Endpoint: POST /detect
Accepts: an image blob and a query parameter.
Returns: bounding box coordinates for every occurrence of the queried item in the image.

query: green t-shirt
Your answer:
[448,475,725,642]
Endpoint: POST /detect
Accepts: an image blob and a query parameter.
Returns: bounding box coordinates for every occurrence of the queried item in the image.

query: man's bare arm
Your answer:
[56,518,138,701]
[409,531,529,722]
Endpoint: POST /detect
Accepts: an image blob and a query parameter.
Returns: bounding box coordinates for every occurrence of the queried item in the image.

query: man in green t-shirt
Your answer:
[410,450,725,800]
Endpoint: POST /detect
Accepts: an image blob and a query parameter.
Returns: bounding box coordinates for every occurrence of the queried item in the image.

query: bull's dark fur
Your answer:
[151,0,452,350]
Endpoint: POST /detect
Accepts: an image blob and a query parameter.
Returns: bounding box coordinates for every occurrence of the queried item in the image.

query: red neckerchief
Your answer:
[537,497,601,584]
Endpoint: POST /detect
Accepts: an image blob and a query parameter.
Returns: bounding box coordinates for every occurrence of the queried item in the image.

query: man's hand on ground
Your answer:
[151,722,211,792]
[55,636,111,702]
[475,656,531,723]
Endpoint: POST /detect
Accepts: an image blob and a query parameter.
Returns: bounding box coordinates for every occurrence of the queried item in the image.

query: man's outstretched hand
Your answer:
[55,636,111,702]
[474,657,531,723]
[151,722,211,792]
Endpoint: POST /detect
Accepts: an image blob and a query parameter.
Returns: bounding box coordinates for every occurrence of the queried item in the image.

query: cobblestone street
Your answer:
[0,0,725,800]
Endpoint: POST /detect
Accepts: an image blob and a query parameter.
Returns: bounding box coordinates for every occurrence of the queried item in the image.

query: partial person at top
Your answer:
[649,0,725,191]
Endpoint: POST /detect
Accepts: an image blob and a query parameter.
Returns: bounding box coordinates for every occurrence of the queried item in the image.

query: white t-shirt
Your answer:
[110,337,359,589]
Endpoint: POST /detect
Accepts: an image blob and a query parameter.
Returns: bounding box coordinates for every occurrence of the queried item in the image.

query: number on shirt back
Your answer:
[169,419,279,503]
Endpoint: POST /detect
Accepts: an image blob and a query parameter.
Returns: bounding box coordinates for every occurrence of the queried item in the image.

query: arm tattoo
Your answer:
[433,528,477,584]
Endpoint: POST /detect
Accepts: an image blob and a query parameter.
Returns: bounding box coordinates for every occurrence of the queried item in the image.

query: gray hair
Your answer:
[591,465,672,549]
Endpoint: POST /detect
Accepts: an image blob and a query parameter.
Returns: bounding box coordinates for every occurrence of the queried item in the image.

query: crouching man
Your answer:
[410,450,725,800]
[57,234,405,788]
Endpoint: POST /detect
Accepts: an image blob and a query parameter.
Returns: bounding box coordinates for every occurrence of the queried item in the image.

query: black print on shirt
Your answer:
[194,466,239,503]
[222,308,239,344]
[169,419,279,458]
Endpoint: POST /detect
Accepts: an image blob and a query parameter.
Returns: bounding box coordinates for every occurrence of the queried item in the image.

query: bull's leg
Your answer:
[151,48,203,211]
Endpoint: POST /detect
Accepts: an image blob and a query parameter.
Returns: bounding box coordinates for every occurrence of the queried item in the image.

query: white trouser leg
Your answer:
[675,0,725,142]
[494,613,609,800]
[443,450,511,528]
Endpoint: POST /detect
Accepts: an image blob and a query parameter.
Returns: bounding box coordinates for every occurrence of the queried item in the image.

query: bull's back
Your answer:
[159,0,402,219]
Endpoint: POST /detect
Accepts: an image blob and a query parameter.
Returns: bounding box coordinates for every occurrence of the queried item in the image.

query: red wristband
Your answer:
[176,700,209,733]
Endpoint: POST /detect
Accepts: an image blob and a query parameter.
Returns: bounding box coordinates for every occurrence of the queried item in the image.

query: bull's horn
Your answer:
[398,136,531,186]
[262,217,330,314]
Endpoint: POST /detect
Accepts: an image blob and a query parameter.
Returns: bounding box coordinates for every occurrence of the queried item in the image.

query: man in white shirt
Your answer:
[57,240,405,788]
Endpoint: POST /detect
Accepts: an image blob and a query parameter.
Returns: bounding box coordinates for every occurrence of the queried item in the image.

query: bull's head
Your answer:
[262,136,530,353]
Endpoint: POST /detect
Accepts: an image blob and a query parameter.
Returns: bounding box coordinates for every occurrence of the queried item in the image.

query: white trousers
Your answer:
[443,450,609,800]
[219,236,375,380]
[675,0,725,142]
= = = = = = =
Your goal. Could you reproduce all of the material above, swapping "image blob" for "image file" everywhere it appears and leaving everything else as it is?

Answer for the task.
Endpoint: POST /detect
Accepts: an image file and a query parameter.
Returns: bounding box coordinates for every occurrence of the queried item in the image.

query: green t-shirt
Your answer:
[448,475,725,642]
Endpoint: POST /detect
Accepts: an image file and a query parameter.
Returns: bounding box coordinates for every occurrence of the queried item in the image.

query: man's bare arm
Your answer:
[56,518,138,701]
[409,531,529,722]
Endpoint: POST /detect
Accepts: an image file and a query parameter.
Returns: bounding box coordinates for every occurrence of the queried item in the image.

query: man in green t-shirt
Your answer:
[410,450,725,800]
Endpoint: POST /detect
Accepts: an image file and a query parameter.
Returns: bounding box coordinates for every occurrence of the queried item in the image.

query: bull's dark fur
Your answer:
[151,0,452,350]
Endpoint: POST /detect
Accepts: an image file and a query parameter.
Returns: bounding box coordinates for every occurrence of the queried item in the image.

query: red neckerchief
Your answer:
[537,497,601,584]
Endpoint: POST /detect
Accepts: an image file and a query parameter.
Returns: bounding box coordinates for every occurrence of the queried item in the image.

query: man's hand on ground
Your answer:
[151,722,211,792]
[55,636,111,702]
[475,656,531,723]
Endpoint: POST /detect
Accepts: an image file and a query parameter.
Returns: bounding box coordinates for every occurrence of the queried item in the image.

query: man's outstretched hand
Your answer:
[55,636,111,702]
[474,657,531,723]
[151,722,211,792]
Endpoint: POST /detect
Accepts: an image file and a query parameter.
Returns: bounding box coordinates for every occurrence of the queried item in the image.

query: cobblestone street
Your answer:
[0,0,725,800]
Endpoint: POST /detect
Accepts: an image file and a query parameter.
Returns: bounding box coordinates for every occurrence of the queried item in the image.

query: partial person at top
Your answer:
[649,0,725,191]
Endpoint: POST /detect
Accepts: an image file and a query parameter.
Returns: bounding box coordinates for every occurrence of the queried item in the image.

query: white t-shirt
Your answer:
[110,337,359,589]
Endpoint: POST /detect
Accepts: an image file and a query parameter.
Returns: bounding box coordinates for every occurrence of the queried item in the image.

query: number on shirt back
Your answer:
[169,419,279,503]
Endpoint: POST /detect
Accepts: an image file and a query parameter.
Returns: bounding box coordinates for every occurrence of the queried item in the image.

query: arm tattoo
Your answer:
[433,528,477,584]
Endpoint: POST /detect
Accepts: an image file and a query parameter.
Returns: bounding box coordinates for every occurrence of the queried item in the image.

query: gray hair
Your answer:
[591,465,672,549]
Endpoint: POST /detect
Accepts: an image file and a query parameter.
Returns: bounding box coordinates for every occurrence of the queried item in the image.

query: crouching man
Your answer:
[410,450,725,800]
[57,234,405,788]
Endpoint: POST /detect
Accepts: an image file and a query parameter.
Returns: bounding box coordinates for every occurrence of the queried item in the image.

query: black print on shirt
Your answer:
[194,466,239,503]
[222,308,239,344]
[169,419,279,458]
Endpoint: POST /detect
Accepts: an image file and a query parameter.
Returns: bounding box coordinates for every occurrence of the queried item in the image.

query: bull's leg
Your answer:
[151,48,203,211]
Endpoint: POST /detect
Accepts: an image file and a query parameter.
Returns: bounding box coordinates for every occurrence of the queried item in the image.

query: white trouser leg
Your answer:
[675,0,725,142]
[494,613,609,800]
[443,450,511,528]
Endpoint: POST /detect
Accepts: an image file and a query parameter.
Returns: bounding box coordinates for every occurrence of the queried item in the image.

query: bull's back
Your answer:
[159,0,402,219]
Endpoint: POST /detect
Accepts: an image file and a query parameter.
Returns: bounding box coordinates for every occurrence of the queried item in the image.

query: red wristband
Your answer:
[176,700,209,733]
Endpoint: POST /detect
Accepts: an image file and a query parameter.
Returns: bounding box coordinates for every occurrence of the queried item in the image.

query: bull's horn
Your answer:
[398,136,531,186]
[262,217,330,314]
Endpoint: POST /detect
Accepts: an image file and a query parameter.
Returns: bounding box coordinates for every occurrence of the queried item in the image.

query: man in white shirt
Your answer:
[57,240,405,788]
Endpoint: POST /detect
Accepts: an image file and a query parameter.
Returns: bounding box coordinates for every occurrence of the queried item in the image.

query: bull's head
Your answer:
[262,136,530,353]
Endpoint: POST /detect
Accepts: an image file and a query parameter.
Returns: bounding box coordinates for every occurrence of the queried item in the image.

query: white trousers
Your answer:
[443,450,609,800]
[219,236,375,380]
[675,0,725,142]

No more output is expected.